→ Alıştırma metni
____________________
Dikkatli okunursa felsefi bir hazine, okunmazsa basit bir öykü kitabı.
Eğer birilerinin istediği gibi olmazsanız hiçbir çığlığı duyulmayan elinden bir şey gelmeyen zavallı Gregor Samsa gibi bir köşede onlar için değersiz hayatınız sessizce son bulur.
Kesinlikle hepimiz birer Gregor Samsa'yız.
Öncelikle kitabın değerini anlamamda can yayınlarının çevirmeni Ahmet Cemal'in etkisi büyük.Eğer kitabı bu yayınevinden okursanız kesinlikle önsözünü ve sonsözünü atlamayın.Üstelik kitabın sonuna konmuş Kafka'nın bu öyküyü yazarken ruh halini yansıtan mektuplarda bir hayli değerli benim için.
Kitap yalın bir dille akıp gidiyor ve zaten çok da kısa.Öyküde Gregor'un dönüşümünün yanı sıra sistem olarak simgeleştirilen ailenin de dönüşümü anlatılıyor.İlk başta oğullarının hastalandığını sanan ailenin günler geçtikçe Gregor'un iyileşmemesinin yanında artık çalışmıyor ve kendilerine bakmıyor oluşuna da duydukları öfke artıyor.Bir süre sonra artık onun oğulları değilde tamamen bir böcek olduğuna inanmaya başlıyorlar.Bazı bölümlerde zavallı Samsa'nın çaresizliği içimi acıttı.Ailenin ondan kurtulmaya çalışması ve böceğin buna daha fazla dayanamayarak ölmesi derin bir sızı hala içimde.
Kısacası okunması gereken bir kitap, tekrar tekrar.
bende mi gariplik var bilmiyorum ama kurgusu çok zayıf olan, alelade, basit(beğenmememin asıl sebebi) bir kitap bana göre.
yer yer sisteme yaptığı eleştirilerde hatta bazen sistemin kendimizi gereksiz bir böcek gibi hissettirdiği konusunda haklı olmasına karşın pek güzel bir kitap değil, beklentimin çok altında kaldığı gibi kafkanın diğer kitabı davayı okuyup okumama konusunda da şüpheye düşürdü beni.
bu kadar popüler olup isim yapmasının tek sebebi kafkanın sistemi eleştirmesi ve bu tarz yazıların gereğinden fazla alkış toplaması olduğunu düşünüyorum.
Franz Kafka bilindiği üzere Praglı Yahudi fakat Almanca konuşan bir vatandaştı. Bu yüzden ne Prag halkı tarafından kabul gördü ne de Almanlar tarafından. Bu yüzden hayatında bir çok zorluk çekti. Ayrıca aile hayatında da özellikle babasıyla olan ilişkisinde başarı bir birey olamadı. Babasının her zaman Franz Kafka'yı yani kendini bir böcek olarak gördüğünü düşünüyordu. Bu eserde bunun bir yansımasıdır. Gregor Samsa adlı yaratmış olduğu karakterle hayatın her karesini sorgulamıştır.. Okumanızı tavsiye ederim. Farklı bir bakış açısı güzel bir eserin ortaya çıkmasına neden olmuş..
____________________
→ Görev
Lütfen alıştırma metninin "bu kadar popüler" ile başlayıp "çıkmasına neden olmuş.." sözcüklerine kadar, bu sözcükler de dahil olmak üzere, uzanan kısmını hiç değiştirmeden yazın.
____________________
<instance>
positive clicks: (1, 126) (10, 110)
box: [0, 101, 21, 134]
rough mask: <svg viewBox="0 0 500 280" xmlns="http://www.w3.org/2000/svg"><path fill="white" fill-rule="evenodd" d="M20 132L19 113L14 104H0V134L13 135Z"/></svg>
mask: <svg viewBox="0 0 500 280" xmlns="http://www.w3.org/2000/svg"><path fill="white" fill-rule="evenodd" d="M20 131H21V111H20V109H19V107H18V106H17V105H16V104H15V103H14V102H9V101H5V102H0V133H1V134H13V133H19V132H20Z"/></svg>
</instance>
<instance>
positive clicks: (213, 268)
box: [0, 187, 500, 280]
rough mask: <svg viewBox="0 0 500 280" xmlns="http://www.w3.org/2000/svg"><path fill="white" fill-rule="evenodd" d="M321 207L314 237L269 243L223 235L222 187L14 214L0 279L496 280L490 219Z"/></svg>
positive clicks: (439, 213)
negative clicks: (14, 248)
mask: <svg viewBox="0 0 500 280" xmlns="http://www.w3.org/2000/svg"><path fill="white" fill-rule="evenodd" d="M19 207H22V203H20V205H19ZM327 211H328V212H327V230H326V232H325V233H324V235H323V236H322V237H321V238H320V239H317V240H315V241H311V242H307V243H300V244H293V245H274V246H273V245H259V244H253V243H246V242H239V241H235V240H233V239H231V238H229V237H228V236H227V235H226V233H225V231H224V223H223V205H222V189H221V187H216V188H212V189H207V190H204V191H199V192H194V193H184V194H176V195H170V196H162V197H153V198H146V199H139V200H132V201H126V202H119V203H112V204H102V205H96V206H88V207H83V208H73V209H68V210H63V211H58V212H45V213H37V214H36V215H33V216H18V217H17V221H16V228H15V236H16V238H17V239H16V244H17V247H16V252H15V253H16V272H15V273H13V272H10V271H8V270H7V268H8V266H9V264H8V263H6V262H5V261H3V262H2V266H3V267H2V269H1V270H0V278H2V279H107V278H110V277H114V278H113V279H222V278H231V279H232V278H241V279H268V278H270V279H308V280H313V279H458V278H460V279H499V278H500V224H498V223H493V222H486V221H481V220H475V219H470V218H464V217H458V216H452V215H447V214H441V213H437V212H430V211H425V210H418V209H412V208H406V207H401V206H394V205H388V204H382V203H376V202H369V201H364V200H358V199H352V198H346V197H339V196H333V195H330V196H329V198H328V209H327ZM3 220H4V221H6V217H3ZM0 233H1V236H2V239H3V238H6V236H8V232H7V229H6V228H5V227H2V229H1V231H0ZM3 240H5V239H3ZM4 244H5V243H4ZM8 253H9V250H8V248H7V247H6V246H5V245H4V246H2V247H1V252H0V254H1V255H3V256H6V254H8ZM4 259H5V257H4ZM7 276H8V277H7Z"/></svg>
____________________
→ Çözüm
bu kadar popüler olup isim yapmasının tek sebebi kafkanın sistemi eleştirmesi ve bu tarz yazıların gereğinden fazla alkış toplaması olduğunu düşünüyorum.
Franz Kafka bilindiği üzere Praglı Yahudi fakat Almanca konuşan bir vatandaştı. Bu yüzden ne Prag halkı tarafından kabul gördü ne de Almanlar tarafından. Bu yüzden hayatında bir çok zorluk çekti. Ayrıca aile hayatında da özellikle babasıyla olan ilişkisinde başarı bir birey olamadı. Babasının her zaman Franz Kafka'yı yani kendini bir böcek olarak gördüğünü düşünüyordu. Bu eserde bunun bir yansımasıdır. Gregor Samsa adlı yaratmış olduğu karakterle hayatın her karesini sorgulamıştır.. Okumanızı tavsiye ederim. Farklı bir bakış açısı güzel bir eserin ortaya çıkmasına neden olmuş..